Text section
** begin **

The Monstrous Feminine Chapter 6
- Caitlin Willis
- May 16, 2021
- 3 min read
Updated: May 20, 2021
AKA why Barbara Creed is my idol, my icon, my queen.
Okay so I think each chapter deserves a whole podcast episode to dissect which can be found here? Today I am talking about chapter 6, Woman as Witch: Carrie. Just to keep up the 'witchy' theme of course.
One really interesting thing about this book is that it summarises something that every other book I’ve read about gender in horror film has tried to suggest. The idea of a woman becoming more monstrous the less maternal she is.
If Tyler Durden was a woman, she’d be the most horrifying thing to hit film screens.
This idea is then fleshed out and linked back to witchcraft, especially in the satanic panic of the medieval times, stemming from male anxiety. This feminine energy and power was manifested through male anxiety surrounding women's bodies, sexuality, and power. (Basically big dick energy was given the uno reverse card)
Birth and a woman’s reproductive system made men so unsure that they demonised us, and those midwives and healers that passed their knowledge down and used herbs and understood a woman’s body during childbirth were the ones targeted first.
Everything from a woman’s cycle following the lunar calendar to the fact that a woman would bleed caused men in a pre-educated and 'woke' society to freak out and blame Satan. This insecurity, as we know, had devastating effects.
Anyway, here are some of my favourite points:
Witches have not always been demonised; one of the first negative reps in the media was The Wizard of Oz in 1939, then in 1943 the film The Seventh Victim bought forward the witch as a figure of terror. In 1962 in the film Burn Witch Burn! She was represented as the central monster for the first time.

** end **

Given information
** begin **

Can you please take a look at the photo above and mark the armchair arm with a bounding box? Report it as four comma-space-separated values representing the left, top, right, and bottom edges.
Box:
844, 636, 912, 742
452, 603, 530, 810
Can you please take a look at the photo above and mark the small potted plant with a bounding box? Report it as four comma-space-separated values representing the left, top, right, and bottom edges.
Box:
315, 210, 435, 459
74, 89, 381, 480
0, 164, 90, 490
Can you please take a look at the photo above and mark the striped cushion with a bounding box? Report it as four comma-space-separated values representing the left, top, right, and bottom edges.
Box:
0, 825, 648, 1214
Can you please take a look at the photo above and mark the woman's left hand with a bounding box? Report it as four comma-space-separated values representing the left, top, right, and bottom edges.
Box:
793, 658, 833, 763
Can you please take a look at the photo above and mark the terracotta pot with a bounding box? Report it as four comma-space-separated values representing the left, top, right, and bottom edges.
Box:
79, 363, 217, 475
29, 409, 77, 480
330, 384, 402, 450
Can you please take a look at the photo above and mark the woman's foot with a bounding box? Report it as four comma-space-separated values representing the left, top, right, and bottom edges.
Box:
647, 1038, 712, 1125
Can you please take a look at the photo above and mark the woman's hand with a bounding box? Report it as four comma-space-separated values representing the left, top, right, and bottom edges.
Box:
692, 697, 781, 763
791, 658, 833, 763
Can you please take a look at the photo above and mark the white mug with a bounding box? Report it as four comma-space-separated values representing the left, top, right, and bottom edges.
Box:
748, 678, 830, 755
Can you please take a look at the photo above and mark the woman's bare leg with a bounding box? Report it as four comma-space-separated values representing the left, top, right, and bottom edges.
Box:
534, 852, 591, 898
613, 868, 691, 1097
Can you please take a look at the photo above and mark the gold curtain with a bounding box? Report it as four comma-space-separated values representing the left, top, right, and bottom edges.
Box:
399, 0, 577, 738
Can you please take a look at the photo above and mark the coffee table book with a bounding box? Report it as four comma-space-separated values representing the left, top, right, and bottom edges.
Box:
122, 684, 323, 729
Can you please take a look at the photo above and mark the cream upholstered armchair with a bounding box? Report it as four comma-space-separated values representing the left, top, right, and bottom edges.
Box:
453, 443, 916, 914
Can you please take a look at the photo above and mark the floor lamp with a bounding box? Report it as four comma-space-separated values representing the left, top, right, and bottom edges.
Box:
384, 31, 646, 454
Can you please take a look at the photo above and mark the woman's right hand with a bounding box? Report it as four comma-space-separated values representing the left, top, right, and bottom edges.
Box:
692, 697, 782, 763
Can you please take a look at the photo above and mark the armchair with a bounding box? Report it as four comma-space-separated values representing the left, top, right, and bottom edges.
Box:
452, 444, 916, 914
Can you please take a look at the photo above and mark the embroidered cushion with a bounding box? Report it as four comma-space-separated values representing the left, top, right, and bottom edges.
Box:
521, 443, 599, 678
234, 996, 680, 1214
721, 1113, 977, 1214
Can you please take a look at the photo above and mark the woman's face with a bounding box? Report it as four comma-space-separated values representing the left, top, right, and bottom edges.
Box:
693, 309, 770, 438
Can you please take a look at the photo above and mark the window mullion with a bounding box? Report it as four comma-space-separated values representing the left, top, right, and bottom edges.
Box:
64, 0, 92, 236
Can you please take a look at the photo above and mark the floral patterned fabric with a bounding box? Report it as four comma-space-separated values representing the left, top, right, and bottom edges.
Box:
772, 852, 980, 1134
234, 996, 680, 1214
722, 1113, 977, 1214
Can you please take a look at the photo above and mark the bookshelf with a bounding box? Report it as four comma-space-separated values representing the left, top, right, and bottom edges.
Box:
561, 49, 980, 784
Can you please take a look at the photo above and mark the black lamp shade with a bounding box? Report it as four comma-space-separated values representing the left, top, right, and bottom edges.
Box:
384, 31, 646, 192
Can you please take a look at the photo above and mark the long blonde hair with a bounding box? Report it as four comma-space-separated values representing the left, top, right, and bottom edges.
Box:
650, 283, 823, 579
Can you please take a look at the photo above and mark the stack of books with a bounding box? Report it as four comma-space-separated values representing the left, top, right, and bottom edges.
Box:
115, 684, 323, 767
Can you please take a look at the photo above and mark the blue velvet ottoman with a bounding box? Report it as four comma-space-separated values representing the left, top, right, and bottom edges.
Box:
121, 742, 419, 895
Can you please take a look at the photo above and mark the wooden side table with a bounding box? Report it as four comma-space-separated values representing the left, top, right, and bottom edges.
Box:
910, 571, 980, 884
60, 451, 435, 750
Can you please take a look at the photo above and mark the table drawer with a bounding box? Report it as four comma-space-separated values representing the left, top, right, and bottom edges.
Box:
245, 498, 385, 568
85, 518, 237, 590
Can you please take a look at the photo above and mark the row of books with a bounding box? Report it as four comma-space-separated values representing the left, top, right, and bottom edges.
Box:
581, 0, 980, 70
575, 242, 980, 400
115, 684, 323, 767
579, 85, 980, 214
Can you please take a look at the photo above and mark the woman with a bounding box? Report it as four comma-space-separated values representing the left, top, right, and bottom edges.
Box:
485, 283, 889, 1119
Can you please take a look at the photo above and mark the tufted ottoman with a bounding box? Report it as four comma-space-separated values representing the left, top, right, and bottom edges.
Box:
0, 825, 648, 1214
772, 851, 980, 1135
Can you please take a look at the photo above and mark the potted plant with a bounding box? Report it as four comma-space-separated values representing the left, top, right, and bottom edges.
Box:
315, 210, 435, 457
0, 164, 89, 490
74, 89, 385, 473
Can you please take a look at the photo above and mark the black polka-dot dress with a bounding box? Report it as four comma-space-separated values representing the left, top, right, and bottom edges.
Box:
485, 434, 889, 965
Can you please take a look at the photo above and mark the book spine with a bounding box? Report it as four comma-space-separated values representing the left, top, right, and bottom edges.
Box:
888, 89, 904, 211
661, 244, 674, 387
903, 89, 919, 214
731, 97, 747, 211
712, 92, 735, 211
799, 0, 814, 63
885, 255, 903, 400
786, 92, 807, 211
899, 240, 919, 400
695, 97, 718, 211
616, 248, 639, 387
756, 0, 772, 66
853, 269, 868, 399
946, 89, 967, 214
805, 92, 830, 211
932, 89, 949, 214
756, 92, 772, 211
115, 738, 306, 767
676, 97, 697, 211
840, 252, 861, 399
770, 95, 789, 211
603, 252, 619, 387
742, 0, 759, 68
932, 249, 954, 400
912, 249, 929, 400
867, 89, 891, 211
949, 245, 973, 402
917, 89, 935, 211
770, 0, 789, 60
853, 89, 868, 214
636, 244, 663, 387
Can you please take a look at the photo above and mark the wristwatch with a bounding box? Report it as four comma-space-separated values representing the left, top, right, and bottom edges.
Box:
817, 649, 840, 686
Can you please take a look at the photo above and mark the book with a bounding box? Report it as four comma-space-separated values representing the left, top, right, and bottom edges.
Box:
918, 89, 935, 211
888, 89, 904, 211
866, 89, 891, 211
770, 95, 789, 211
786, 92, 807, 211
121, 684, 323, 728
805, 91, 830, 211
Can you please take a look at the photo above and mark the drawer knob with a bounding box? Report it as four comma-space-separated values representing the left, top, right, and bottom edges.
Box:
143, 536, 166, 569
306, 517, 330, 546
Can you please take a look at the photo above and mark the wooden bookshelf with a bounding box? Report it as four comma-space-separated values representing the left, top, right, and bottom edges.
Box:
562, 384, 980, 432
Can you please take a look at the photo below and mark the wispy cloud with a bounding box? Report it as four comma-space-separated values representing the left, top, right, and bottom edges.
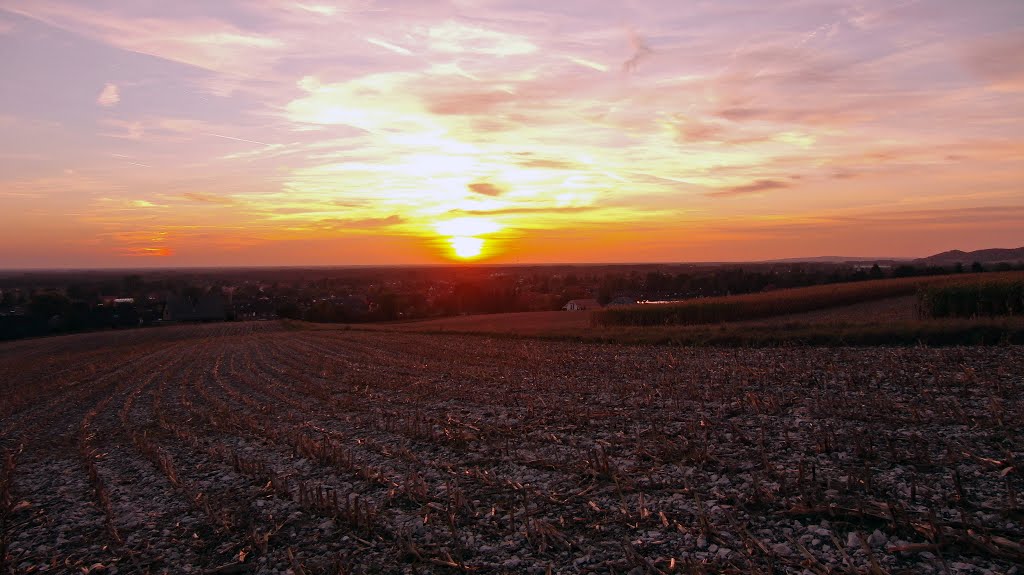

** end **

Parts of the exercise
- 1) Answer these from the post on The Monstrous Feminine:
(a) Which chapter does the post discuss, and what is that chapter's title?
(b) Who does the post say were the ones targeted first?
(c) In which film, and in what year, was the witch represented as the central monster for the first time?
- 2) Reproduce a passage from the post on The Monstrous Feminine word for word. Begin at the words "The Monstrous Feminine" and stop after "hit film screens.".
- 3) Carry on the post on The Monstrous Feminine, picking up right after its final sentence.
The entries have no connection to the post on The Monstrous Feminine.

The results
- 1)
(a) Chapter 6, Woman as Witch: Carrie.
(b) The midwives and healers who passed their knowledge down, used herbs and understood a woman's body during childbirth.
(c) Burn Witch Burn!, in 1962.

- 2)
The Monstrous Feminine Chapter 6
- Caitlin Willis
- May 16, 2021
- 3 min read
Updated: May 20, 2021
AKA why Barbara Creed is my idol, my icon, my queen.
Okay so I think each chapter deserves a whole podcast episode to dissect which can be found here? Today I am talking about chapter 6, Woman as Witch: Carrie. Just to keep up the 'witchy' theme of course.
One really interesting thing about this book is that it summarises something that every other book I’ve read about gender in horror film has tried to suggest. The idea of a woman becoming more monstrous the less maternal she is.
If Tyler Durden was a woman, she’d be the most horrifying thing to hit film screens.

- 3)
In real life the accused witch was often known as her healer and most often as a midwife, names translating to her gatherer and wise woman were commonly tacked onto their names or titles. PREGNANCY and NEW LIFE have a direct link to the witch’s origin and first accusation, this idea that a woman can give life made men anxious in a pre-educated world, the Christian church feared this mystical power before Satanism.
The witch is found represented in patriarchal discourses as an implacable enemy of the symbolic order; she unsettles boundaries between the rational and irrational, she wreaks destruction on a community. Her evil powers are part of her feminine nature, this also links to this idea that she is closer to nature than the man and can control natural disasters.
Menstruation is often symbolic to the manifestation of power, yet the endings of films like Carrie (1976) and The Exorcist (1973) have a lot more substance. Vivian Shobchak claims that Carrie and Regan both bleed and it represents an apocalyptic feminine explosion of the frustrated desire to speak.

Carrie is an example of feminine monstrosity linking to the female reproductive system and following the theory that films like to see that the sins of women are inherited. The link between Carrie, her powers, and blood is a draw on superstitious notions about the powers of menstrual blood; the touch of a menstruating woman could sour wine, rust iron, blunt knives and killing crops. This is similar to what witches would be accused of, causing storms and souring milk.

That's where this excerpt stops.